— Start Exercise data —

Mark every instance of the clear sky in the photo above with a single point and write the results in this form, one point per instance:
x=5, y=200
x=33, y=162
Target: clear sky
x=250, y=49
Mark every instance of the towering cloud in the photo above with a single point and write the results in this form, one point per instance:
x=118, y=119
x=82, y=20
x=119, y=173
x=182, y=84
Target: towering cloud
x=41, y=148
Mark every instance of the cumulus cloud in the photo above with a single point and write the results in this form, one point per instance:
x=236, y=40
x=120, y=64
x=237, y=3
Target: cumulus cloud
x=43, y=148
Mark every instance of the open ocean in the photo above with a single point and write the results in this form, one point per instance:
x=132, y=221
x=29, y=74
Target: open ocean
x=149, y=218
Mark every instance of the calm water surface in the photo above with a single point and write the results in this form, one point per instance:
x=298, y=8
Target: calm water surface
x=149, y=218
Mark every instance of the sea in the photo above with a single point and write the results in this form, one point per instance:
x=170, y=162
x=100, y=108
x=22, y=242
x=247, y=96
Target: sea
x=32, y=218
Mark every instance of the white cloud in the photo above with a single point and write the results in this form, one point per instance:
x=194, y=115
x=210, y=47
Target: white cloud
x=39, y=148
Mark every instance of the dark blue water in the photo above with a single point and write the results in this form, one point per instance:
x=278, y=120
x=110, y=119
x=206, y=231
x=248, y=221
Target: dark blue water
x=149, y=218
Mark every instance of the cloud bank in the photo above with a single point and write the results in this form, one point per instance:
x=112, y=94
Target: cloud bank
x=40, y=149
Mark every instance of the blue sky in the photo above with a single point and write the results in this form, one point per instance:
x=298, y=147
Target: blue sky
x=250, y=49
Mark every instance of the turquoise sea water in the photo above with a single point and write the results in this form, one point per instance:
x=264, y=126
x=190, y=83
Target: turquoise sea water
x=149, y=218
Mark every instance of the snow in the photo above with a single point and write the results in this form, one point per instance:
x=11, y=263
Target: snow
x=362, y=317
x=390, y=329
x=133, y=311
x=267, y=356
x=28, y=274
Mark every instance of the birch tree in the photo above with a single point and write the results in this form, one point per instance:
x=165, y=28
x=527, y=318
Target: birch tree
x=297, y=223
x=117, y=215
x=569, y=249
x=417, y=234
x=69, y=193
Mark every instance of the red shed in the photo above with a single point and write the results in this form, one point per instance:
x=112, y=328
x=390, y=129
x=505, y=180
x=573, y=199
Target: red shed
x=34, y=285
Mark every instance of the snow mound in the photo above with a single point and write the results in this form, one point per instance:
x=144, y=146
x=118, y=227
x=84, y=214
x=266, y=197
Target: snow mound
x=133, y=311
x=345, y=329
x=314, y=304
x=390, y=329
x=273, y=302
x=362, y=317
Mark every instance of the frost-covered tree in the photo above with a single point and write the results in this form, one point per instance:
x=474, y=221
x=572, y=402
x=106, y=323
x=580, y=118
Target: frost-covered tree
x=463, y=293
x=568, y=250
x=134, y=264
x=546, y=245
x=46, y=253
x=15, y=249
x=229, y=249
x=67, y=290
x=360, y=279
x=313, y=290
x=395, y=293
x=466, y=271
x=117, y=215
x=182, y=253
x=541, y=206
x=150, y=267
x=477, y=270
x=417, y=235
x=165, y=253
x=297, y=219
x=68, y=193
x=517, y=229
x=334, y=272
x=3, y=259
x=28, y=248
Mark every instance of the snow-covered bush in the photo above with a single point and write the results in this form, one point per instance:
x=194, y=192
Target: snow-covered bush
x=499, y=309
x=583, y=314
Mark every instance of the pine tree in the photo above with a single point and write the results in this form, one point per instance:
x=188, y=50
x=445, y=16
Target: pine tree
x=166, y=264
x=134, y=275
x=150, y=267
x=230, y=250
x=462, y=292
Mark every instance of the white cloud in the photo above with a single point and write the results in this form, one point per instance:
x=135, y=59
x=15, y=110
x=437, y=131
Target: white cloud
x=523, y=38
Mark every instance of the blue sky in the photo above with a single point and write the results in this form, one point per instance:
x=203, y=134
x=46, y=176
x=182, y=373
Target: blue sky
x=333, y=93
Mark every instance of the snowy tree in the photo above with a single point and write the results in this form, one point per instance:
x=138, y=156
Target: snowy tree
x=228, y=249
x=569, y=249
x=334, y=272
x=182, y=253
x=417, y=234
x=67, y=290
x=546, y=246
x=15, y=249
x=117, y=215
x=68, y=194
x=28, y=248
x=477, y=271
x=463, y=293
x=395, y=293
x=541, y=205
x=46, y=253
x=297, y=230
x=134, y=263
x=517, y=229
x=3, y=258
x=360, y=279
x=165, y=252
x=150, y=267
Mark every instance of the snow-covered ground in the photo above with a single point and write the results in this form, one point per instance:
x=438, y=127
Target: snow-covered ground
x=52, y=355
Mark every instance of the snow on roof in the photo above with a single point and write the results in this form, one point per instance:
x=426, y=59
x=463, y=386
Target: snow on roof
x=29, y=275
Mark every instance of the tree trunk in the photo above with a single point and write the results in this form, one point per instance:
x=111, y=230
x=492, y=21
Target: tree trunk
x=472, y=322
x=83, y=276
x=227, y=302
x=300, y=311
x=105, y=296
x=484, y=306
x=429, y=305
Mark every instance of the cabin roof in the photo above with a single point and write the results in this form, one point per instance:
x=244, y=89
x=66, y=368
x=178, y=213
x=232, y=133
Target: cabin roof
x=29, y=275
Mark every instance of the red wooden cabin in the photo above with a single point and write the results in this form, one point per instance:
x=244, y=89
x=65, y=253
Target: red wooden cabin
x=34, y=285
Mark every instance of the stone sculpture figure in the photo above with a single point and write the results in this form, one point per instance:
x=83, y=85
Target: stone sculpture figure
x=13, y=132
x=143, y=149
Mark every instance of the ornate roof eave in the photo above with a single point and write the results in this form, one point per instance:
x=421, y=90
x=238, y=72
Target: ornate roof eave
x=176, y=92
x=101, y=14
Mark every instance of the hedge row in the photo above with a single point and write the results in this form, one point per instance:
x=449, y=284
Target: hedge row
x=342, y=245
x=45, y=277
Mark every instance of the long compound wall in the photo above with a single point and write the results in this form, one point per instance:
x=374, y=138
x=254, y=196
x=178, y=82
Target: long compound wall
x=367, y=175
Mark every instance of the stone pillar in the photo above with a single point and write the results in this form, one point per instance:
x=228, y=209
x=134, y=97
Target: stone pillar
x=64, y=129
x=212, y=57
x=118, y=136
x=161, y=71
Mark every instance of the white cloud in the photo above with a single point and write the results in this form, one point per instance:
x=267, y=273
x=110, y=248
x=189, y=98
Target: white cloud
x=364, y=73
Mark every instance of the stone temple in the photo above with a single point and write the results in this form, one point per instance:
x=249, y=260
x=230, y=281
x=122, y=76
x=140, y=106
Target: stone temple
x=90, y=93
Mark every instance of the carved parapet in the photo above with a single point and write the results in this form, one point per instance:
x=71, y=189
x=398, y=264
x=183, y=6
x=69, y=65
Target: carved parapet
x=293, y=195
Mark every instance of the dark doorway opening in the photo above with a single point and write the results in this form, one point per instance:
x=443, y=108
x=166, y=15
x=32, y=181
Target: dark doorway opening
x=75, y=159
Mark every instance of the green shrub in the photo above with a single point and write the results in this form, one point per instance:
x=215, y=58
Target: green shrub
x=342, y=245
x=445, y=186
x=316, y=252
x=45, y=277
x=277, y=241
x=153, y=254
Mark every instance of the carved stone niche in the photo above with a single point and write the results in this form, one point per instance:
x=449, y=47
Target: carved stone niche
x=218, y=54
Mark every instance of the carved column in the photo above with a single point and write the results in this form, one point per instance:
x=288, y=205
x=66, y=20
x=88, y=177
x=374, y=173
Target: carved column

— End Exercise data —

> **Aim**
Reproduce verbatim every line from the start of the items through the line that contains "x=41, y=148", including that line.

> **Response to this task**
Mark every instance of the clear sky in the photo above with a single point and write the results in this form, one point per instance:
x=5, y=200
x=33, y=162
Target: clear sky
x=250, y=49
Mark every instance of the towering cloud in the photo above with a single point and write the results in this form, one point per instance:
x=118, y=119
x=82, y=20
x=119, y=173
x=182, y=84
Target: towering cloud
x=41, y=148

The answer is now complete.